─── MATERIAL PROVIDED

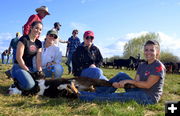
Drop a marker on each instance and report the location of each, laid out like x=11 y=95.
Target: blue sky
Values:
x=114 y=22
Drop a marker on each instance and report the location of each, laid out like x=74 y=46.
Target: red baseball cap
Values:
x=88 y=33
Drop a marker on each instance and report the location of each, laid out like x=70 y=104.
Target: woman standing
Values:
x=28 y=47
x=87 y=58
x=149 y=81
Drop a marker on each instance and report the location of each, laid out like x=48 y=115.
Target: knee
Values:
x=58 y=70
x=98 y=71
x=29 y=85
x=122 y=74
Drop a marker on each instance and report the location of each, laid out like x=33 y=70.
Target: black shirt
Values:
x=30 y=49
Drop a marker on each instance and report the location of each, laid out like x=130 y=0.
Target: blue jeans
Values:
x=25 y=80
x=57 y=70
x=107 y=93
x=69 y=63
x=93 y=73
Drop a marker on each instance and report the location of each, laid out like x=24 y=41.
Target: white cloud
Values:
x=81 y=27
x=85 y=1
x=170 y=43
x=5 y=39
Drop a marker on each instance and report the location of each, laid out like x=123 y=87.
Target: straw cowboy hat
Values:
x=44 y=8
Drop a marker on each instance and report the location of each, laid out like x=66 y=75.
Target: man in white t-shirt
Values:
x=51 y=56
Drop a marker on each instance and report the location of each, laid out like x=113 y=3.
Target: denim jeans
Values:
x=107 y=93
x=69 y=63
x=93 y=73
x=25 y=80
x=57 y=71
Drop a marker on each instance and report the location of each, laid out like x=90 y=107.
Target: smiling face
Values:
x=36 y=30
x=88 y=40
x=151 y=52
x=50 y=39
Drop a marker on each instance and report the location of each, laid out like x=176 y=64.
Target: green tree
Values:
x=135 y=46
x=166 y=56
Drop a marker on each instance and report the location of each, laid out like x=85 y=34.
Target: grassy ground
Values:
x=42 y=106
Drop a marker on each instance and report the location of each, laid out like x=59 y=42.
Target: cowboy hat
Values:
x=44 y=8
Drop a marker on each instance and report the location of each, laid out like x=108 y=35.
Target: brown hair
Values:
x=157 y=46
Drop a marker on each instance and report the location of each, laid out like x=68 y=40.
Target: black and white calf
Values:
x=68 y=88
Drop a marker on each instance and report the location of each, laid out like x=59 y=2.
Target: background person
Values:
x=57 y=27
x=28 y=47
x=41 y=13
x=13 y=45
x=73 y=43
x=51 y=56
x=3 y=55
x=87 y=58
x=149 y=81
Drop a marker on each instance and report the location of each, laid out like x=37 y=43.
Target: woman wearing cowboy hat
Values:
x=41 y=13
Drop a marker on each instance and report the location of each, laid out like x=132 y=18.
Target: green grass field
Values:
x=16 y=105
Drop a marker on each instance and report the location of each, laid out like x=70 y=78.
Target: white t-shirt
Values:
x=52 y=53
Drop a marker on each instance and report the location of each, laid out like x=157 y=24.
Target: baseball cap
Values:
x=88 y=33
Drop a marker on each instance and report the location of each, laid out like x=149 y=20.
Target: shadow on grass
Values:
x=4 y=90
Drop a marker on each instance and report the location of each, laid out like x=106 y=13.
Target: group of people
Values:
x=84 y=59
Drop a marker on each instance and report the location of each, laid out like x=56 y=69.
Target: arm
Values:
x=9 y=49
x=19 y=56
x=99 y=58
x=58 y=56
x=67 y=51
x=26 y=27
x=38 y=59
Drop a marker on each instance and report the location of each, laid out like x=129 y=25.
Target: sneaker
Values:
x=8 y=74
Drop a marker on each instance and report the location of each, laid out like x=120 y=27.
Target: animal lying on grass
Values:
x=64 y=87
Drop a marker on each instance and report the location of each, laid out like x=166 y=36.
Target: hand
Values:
x=92 y=66
x=39 y=75
x=118 y=84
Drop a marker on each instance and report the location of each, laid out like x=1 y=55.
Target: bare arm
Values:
x=19 y=56
x=38 y=59
x=140 y=84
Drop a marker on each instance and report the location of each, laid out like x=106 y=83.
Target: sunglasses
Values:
x=52 y=35
x=89 y=37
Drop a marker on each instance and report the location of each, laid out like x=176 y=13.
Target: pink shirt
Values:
x=31 y=19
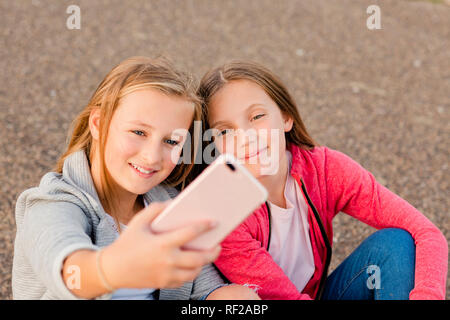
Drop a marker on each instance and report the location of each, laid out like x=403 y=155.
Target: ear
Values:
x=288 y=123
x=94 y=123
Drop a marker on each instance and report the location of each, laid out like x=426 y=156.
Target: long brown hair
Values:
x=215 y=79
x=132 y=74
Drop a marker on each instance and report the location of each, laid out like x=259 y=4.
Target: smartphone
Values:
x=225 y=192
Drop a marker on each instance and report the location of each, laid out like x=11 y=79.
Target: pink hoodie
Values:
x=332 y=182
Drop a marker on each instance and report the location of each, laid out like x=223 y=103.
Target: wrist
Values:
x=107 y=269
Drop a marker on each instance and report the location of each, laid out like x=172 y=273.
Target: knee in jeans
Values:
x=398 y=241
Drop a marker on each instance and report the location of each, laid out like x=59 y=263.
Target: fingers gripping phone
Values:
x=225 y=192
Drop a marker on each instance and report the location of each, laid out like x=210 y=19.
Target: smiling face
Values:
x=145 y=137
x=249 y=125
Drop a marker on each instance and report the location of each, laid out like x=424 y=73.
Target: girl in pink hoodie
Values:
x=283 y=250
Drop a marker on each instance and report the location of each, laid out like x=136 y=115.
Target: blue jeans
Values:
x=381 y=268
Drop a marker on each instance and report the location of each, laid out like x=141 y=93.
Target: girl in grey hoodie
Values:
x=84 y=232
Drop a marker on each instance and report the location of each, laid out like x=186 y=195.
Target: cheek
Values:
x=171 y=157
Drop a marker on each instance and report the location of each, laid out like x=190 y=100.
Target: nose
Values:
x=246 y=139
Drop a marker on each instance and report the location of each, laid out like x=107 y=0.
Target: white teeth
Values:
x=140 y=169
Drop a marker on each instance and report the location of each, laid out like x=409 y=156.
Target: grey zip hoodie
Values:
x=63 y=215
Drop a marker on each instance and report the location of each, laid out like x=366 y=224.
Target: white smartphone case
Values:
x=218 y=194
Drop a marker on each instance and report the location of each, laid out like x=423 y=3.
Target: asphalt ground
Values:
x=380 y=96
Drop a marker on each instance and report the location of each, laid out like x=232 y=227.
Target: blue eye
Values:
x=224 y=132
x=259 y=116
x=137 y=132
x=172 y=142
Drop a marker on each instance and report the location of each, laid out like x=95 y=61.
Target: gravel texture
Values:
x=380 y=96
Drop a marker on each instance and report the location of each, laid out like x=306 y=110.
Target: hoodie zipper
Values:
x=324 y=235
x=327 y=243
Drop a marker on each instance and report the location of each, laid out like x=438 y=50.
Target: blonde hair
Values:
x=128 y=76
x=215 y=79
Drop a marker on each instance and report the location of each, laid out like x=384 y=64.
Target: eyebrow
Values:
x=246 y=109
x=139 y=123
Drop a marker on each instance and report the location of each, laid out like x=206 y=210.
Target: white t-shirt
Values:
x=290 y=245
x=130 y=293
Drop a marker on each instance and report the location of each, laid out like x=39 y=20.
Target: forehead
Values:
x=155 y=108
x=235 y=97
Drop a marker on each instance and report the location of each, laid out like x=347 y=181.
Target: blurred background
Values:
x=380 y=96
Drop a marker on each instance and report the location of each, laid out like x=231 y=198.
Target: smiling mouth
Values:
x=145 y=173
x=254 y=154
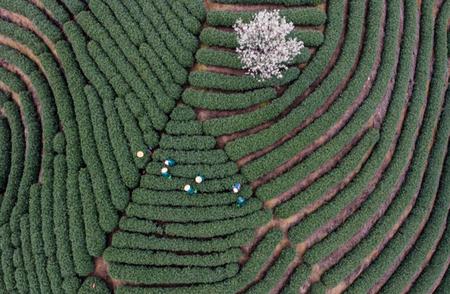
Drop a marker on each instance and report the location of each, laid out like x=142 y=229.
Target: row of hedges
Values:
x=132 y=224
x=405 y=145
x=5 y=150
x=94 y=235
x=280 y=2
x=183 y=55
x=421 y=157
x=220 y=81
x=172 y=275
x=427 y=206
x=98 y=33
x=353 y=161
x=191 y=214
x=152 y=242
x=242 y=146
x=297 y=15
x=439 y=261
x=12 y=113
x=184 y=142
x=160 y=183
x=150 y=258
x=210 y=157
x=387 y=68
x=188 y=171
x=103 y=142
x=227 y=101
x=321 y=125
x=152 y=197
x=312 y=72
x=246 y=273
x=31 y=11
x=226 y=58
x=216 y=37
x=246 y=145
x=218 y=228
x=36 y=238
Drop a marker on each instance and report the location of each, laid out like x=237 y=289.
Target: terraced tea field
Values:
x=109 y=108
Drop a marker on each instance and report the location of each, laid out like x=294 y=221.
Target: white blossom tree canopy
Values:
x=264 y=48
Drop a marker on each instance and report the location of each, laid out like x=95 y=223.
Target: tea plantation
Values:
x=136 y=156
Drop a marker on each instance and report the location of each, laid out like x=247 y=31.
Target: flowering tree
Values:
x=263 y=48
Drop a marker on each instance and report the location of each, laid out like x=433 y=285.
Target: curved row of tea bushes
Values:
x=298 y=16
x=272 y=110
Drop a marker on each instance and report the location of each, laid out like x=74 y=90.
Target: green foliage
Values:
x=5 y=150
x=152 y=242
x=172 y=275
x=95 y=237
x=222 y=101
x=296 y=15
x=93 y=285
x=144 y=257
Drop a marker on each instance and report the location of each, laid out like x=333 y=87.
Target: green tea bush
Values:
x=296 y=15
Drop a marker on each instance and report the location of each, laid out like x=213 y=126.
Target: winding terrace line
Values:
x=222 y=140
x=29 y=85
x=281 y=223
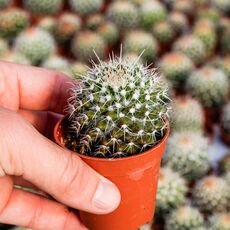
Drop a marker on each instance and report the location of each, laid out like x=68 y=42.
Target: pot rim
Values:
x=57 y=140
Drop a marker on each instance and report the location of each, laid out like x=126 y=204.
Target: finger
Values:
x=25 y=152
x=43 y=121
x=29 y=210
x=32 y=88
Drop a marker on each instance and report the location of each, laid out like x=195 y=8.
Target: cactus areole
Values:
x=118 y=124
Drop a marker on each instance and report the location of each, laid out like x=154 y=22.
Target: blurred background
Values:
x=188 y=41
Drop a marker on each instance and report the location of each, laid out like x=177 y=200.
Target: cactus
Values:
x=15 y=57
x=151 y=12
x=86 y=43
x=141 y=42
x=224 y=41
x=78 y=70
x=67 y=25
x=220 y=221
x=209 y=85
x=224 y=165
x=176 y=67
x=187 y=114
x=171 y=191
x=12 y=22
x=5 y=3
x=124 y=14
x=224 y=64
x=205 y=32
x=185 y=218
x=163 y=32
x=94 y=21
x=178 y=21
x=3 y=47
x=86 y=7
x=120 y=110
x=47 y=23
x=192 y=47
x=109 y=32
x=222 y=5
x=211 y=194
x=187 y=153
x=43 y=7
x=35 y=44
x=56 y=62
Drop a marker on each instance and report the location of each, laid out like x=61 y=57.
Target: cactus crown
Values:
x=118 y=111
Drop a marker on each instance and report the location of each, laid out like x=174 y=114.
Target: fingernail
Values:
x=107 y=196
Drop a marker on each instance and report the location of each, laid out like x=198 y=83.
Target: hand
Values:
x=31 y=100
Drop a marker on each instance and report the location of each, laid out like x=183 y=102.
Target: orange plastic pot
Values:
x=135 y=176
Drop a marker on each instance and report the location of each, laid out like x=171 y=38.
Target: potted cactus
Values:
x=118 y=124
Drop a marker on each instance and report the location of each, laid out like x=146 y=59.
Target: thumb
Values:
x=25 y=152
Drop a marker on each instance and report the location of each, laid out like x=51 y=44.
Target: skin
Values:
x=31 y=101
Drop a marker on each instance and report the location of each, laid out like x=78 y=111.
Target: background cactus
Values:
x=186 y=218
x=187 y=114
x=141 y=42
x=151 y=12
x=35 y=44
x=86 y=43
x=119 y=111
x=86 y=7
x=181 y=155
x=124 y=14
x=211 y=194
x=171 y=192
x=43 y=7
x=12 y=22
x=192 y=47
x=209 y=85
x=176 y=67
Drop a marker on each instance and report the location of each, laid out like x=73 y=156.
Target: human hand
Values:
x=31 y=100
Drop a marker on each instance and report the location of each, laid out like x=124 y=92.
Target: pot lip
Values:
x=111 y=159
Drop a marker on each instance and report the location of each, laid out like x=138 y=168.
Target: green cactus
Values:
x=47 y=23
x=119 y=111
x=35 y=44
x=185 y=218
x=187 y=153
x=178 y=21
x=151 y=12
x=138 y=42
x=176 y=67
x=222 y=5
x=191 y=46
x=56 y=62
x=224 y=41
x=124 y=14
x=211 y=194
x=94 y=21
x=43 y=7
x=86 y=7
x=163 y=32
x=16 y=57
x=12 y=22
x=86 y=43
x=67 y=25
x=209 y=85
x=220 y=221
x=171 y=191
x=5 y=3
x=224 y=165
x=3 y=47
x=206 y=33
x=187 y=114
x=109 y=32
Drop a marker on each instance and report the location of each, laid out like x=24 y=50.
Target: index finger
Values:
x=32 y=88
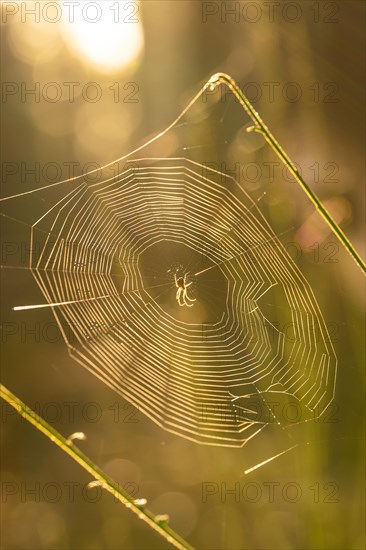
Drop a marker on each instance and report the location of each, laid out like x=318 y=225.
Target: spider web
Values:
x=105 y=256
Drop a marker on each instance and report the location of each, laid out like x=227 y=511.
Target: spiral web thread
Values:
x=198 y=379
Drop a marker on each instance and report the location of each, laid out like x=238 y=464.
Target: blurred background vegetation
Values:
x=146 y=66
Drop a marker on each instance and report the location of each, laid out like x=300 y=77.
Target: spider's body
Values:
x=181 y=295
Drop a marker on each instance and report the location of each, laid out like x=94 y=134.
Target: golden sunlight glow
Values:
x=108 y=34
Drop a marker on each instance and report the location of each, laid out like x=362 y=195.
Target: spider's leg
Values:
x=185 y=298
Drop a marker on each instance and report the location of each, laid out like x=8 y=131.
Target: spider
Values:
x=181 y=295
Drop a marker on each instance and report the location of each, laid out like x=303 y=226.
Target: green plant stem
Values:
x=222 y=78
x=104 y=480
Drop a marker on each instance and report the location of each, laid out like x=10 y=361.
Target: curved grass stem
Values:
x=259 y=126
x=155 y=522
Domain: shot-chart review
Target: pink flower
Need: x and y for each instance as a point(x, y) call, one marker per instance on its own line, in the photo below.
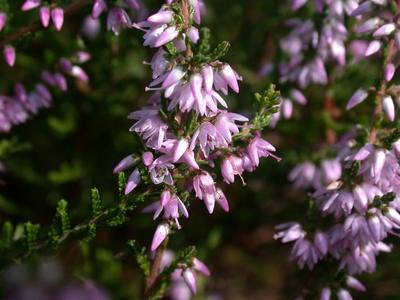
point(57, 16)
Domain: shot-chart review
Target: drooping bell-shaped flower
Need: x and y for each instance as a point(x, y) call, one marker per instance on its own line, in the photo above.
point(44, 16)
point(9, 55)
point(57, 16)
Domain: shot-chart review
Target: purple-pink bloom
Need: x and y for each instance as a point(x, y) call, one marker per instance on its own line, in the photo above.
point(3, 20)
point(44, 16)
point(9, 55)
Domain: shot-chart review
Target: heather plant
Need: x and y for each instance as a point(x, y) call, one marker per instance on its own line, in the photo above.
point(183, 204)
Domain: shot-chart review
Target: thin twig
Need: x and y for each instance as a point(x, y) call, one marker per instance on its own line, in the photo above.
point(155, 269)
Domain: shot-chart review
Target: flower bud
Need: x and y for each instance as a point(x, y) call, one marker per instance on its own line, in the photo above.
point(388, 108)
point(99, 6)
point(190, 280)
point(44, 16)
point(359, 96)
point(30, 4)
point(133, 181)
point(3, 20)
point(57, 16)
point(9, 55)
point(160, 235)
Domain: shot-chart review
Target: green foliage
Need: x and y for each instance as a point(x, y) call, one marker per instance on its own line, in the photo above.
point(141, 256)
point(11, 146)
point(96, 202)
point(32, 231)
point(268, 104)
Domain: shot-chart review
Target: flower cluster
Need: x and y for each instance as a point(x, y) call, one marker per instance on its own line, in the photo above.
point(360, 190)
point(356, 195)
point(19, 107)
point(183, 278)
point(117, 18)
point(310, 46)
point(187, 129)
point(46, 13)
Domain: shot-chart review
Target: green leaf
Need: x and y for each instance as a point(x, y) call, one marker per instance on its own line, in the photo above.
point(96, 202)
point(141, 257)
point(32, 231)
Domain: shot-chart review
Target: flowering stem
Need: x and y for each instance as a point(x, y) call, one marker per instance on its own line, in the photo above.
point(378, 109)
point(73, 8)
point(155, 269)
point(186, 20)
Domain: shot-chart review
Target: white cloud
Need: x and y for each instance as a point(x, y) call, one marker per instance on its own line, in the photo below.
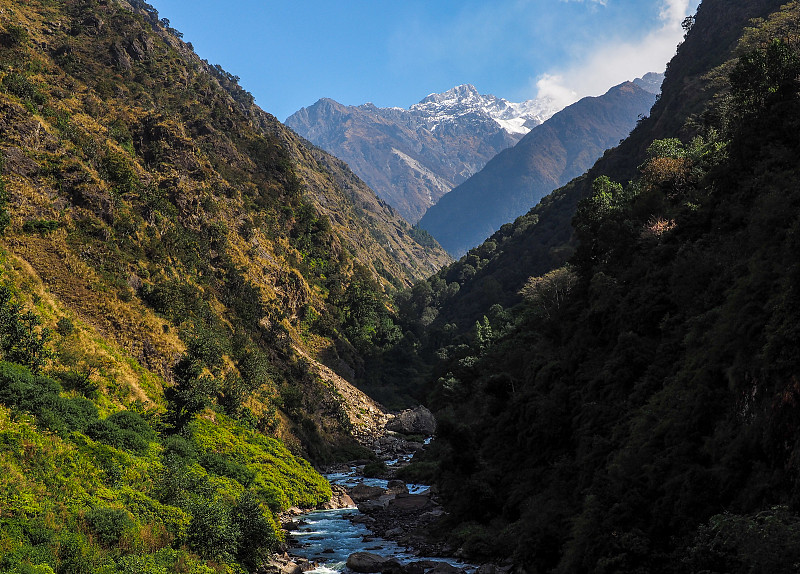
point(607, 65)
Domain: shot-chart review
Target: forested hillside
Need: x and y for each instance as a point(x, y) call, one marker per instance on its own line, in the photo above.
point(553, 153)
point(173, 265)
point(636, 411)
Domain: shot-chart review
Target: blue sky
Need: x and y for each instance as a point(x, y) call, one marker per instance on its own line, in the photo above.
point(290, 53)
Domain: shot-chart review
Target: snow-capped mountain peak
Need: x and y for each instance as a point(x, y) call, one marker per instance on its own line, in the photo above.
point(515, 118)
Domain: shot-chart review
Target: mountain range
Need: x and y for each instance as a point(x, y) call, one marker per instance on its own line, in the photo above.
point(412, 157)
point(563, 147)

──────

→ **TASK TO CARRY OUT**
Starting at the line that contains "like x=129 y=25." and stopping after the line that contains "x=398 y=241", render the entries as a JSON list of strings with one string per line, blank lines omitted. Leave the pictures out of the list.

→ **EXPECTED OUTPUT**
[
  "Drop a marker on each instance and report the location of each, laid out like x=129 y=25.",
  "Target: sneaker",
  "Values:",
  "x=8 y=74",
  "Drop a marker on each instance and report the location of each, laid out like x=120 y=27.",
  "Target: animal lying on grass",
  "Values:",
  "x=64 y=87",
  "Drop a marker on each instance and report the location of each, laid out like x=166 y=36.",
  "Target: hand",
  "Values:",
  "x=92 y=66",
  "x=39 y=75",
  "x=118 y=84",
  "Drop a marker on each instance and report the location of each, laid out like x=1 y=55.",
  "Target: bare arm",
  "Values:",
  "x=19 y=56",
  "x=38 y=59",
  "x=140 y=84",
  "Drop a marker on each instance and report the location of each, laid out like x=106 y=83.",
  "Target: sunglasses",
  "Values:",
  "x=52 y=35",
  "x=89 y=37",
  "Drop a marker on each instance and report the location of each, laid out like x=176 y=13.",
  "Target: pink shirt",
  "Values:",
  "x=31 y=19",
  "Drop a marker on each instance and report the location of each, laid out like x=403 y=155.",
  "Target: ear",
  "Values:",
  "x=288 y=123",
  "x=94 y=123",
  "Drop a marker on each instance and report the location of each, laid out like x=426 y=156.",
  "Target: long brown hair",
  "Values:",
  "x=215 y=79",
  "x=132 y=74",
  "Drop a marker on each instance and report the location of each, laid out like x=259 y=4.",
  "Target: smartphone",
  "Values:",
  "x=225 y=192",
  "Drop a marker on each instance and report the location of each, laid out like x=11 y=79.",
  "Target: pink hoodie",
  "Values:",
  "x=332 y=182",
  "Drop a marker on each instance and report the location of each, laid out like x=223 y=103.",
  "Target: wrist",
  "Values:",
  "x=107 y=269",
  "Drop a marker on each instance and report the location of each, laid out like x=172 y=273.",
  "Target: knee in jeans",
  "Values:",
  "x=398 y=241"
]